§ WORK REQUIRED
Return every line of the rows that contains the string "framed".

[BEGIN DATA LINES]

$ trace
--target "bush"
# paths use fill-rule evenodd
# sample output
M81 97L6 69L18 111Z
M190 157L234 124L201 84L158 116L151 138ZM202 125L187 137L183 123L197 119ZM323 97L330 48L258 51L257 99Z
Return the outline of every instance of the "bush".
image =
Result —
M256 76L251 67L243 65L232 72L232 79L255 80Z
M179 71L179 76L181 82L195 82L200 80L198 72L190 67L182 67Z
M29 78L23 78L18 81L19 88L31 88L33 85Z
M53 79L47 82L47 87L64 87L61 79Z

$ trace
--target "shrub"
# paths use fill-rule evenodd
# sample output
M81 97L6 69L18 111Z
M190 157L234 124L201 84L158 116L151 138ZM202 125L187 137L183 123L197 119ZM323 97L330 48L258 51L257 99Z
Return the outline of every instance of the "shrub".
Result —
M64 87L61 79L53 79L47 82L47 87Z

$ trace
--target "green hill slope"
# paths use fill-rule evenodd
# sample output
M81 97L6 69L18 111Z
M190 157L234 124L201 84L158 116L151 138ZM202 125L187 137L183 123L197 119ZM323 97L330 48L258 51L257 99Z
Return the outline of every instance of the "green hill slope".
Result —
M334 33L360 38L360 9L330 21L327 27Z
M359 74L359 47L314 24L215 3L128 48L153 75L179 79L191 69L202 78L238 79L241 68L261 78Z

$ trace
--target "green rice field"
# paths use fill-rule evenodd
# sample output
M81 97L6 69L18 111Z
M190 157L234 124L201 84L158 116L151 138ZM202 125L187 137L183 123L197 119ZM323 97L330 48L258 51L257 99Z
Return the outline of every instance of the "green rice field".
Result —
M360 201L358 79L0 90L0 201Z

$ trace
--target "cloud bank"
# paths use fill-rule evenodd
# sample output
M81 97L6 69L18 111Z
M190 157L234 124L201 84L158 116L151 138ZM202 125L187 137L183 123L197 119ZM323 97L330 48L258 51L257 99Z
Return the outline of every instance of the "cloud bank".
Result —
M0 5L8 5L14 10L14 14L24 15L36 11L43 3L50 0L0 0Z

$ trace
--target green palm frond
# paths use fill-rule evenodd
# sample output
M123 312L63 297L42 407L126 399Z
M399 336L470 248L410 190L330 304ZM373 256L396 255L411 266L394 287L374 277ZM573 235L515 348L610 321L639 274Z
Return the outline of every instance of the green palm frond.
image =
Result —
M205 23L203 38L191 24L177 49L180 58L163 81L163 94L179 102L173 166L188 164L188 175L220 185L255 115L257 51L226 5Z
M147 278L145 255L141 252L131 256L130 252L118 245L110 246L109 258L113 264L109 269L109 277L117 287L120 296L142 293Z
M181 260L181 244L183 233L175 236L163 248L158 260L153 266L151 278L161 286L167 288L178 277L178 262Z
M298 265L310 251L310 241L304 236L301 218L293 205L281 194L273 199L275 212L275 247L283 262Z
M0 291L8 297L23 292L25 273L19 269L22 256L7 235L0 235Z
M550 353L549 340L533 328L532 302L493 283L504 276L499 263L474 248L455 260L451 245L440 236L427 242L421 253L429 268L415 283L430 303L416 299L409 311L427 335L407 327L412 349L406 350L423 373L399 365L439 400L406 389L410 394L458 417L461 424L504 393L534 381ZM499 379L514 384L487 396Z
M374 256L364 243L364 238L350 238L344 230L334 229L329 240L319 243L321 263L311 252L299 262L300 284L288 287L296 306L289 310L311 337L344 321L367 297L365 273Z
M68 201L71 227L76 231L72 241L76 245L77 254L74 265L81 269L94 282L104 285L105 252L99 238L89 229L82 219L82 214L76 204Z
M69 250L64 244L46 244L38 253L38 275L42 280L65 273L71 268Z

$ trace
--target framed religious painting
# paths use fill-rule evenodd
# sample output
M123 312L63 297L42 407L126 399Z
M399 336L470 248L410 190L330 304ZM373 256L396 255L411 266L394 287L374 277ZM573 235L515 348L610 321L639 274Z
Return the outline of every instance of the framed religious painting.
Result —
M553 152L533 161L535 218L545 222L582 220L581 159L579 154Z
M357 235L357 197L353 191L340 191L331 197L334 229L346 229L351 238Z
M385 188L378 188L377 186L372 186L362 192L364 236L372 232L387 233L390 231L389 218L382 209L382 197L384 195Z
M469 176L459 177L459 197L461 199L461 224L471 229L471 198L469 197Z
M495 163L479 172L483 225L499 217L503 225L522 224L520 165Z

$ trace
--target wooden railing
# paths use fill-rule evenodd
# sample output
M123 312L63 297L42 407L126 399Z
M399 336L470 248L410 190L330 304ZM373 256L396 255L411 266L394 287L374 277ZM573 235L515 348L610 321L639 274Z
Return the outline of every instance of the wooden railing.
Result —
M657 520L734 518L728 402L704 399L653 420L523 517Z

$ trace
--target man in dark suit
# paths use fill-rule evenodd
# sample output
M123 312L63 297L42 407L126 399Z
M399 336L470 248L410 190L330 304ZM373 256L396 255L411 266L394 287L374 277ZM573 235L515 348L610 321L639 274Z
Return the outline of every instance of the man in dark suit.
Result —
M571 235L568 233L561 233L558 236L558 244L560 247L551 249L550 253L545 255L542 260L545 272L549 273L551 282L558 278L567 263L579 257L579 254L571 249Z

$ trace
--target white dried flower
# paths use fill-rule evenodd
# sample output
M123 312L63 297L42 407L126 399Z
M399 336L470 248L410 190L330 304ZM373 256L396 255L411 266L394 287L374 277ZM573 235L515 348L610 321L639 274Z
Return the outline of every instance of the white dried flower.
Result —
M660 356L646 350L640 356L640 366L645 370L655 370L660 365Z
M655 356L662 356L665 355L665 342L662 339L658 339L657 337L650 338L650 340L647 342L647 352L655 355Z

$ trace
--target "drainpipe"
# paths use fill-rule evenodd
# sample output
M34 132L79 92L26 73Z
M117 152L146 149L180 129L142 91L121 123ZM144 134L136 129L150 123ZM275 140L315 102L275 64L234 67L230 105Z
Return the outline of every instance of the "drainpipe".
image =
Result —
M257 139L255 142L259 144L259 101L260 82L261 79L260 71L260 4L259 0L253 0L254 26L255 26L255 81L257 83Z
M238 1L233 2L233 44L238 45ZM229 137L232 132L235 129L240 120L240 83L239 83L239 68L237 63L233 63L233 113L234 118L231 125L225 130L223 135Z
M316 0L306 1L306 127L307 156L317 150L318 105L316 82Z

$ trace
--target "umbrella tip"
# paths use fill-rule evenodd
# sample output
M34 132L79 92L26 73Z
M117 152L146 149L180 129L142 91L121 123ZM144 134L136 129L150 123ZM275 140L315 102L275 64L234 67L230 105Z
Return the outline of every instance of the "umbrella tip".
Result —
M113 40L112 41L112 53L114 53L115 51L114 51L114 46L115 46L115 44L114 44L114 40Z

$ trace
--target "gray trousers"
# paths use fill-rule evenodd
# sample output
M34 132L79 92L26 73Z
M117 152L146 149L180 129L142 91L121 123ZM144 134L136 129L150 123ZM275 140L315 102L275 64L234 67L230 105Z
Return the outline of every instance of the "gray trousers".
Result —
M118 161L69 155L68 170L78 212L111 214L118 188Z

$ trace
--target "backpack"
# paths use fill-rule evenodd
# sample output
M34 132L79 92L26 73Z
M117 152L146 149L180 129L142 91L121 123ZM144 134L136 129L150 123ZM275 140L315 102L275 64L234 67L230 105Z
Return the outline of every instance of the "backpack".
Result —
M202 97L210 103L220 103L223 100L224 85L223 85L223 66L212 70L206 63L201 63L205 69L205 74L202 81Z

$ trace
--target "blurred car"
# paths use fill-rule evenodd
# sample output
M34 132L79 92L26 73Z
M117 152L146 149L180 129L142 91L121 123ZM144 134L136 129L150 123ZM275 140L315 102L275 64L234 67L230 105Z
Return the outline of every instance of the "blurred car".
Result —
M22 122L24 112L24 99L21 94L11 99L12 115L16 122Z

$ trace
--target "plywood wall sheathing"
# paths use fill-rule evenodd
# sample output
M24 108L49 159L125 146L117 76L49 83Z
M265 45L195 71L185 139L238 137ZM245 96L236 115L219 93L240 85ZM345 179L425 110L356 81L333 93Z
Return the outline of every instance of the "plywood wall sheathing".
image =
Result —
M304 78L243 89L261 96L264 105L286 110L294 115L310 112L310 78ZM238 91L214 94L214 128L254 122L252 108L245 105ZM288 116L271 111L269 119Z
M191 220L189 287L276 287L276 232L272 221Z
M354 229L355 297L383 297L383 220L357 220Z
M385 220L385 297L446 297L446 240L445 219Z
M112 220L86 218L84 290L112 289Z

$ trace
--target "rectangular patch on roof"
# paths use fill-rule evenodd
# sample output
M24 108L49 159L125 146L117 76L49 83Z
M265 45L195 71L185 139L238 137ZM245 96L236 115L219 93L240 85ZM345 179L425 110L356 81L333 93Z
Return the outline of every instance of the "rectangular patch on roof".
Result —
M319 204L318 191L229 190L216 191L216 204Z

[END DATA LINES]

§ SOLVED PROBLEM
--target framed religious painting
Return the outline of every instance of the framed religious painting.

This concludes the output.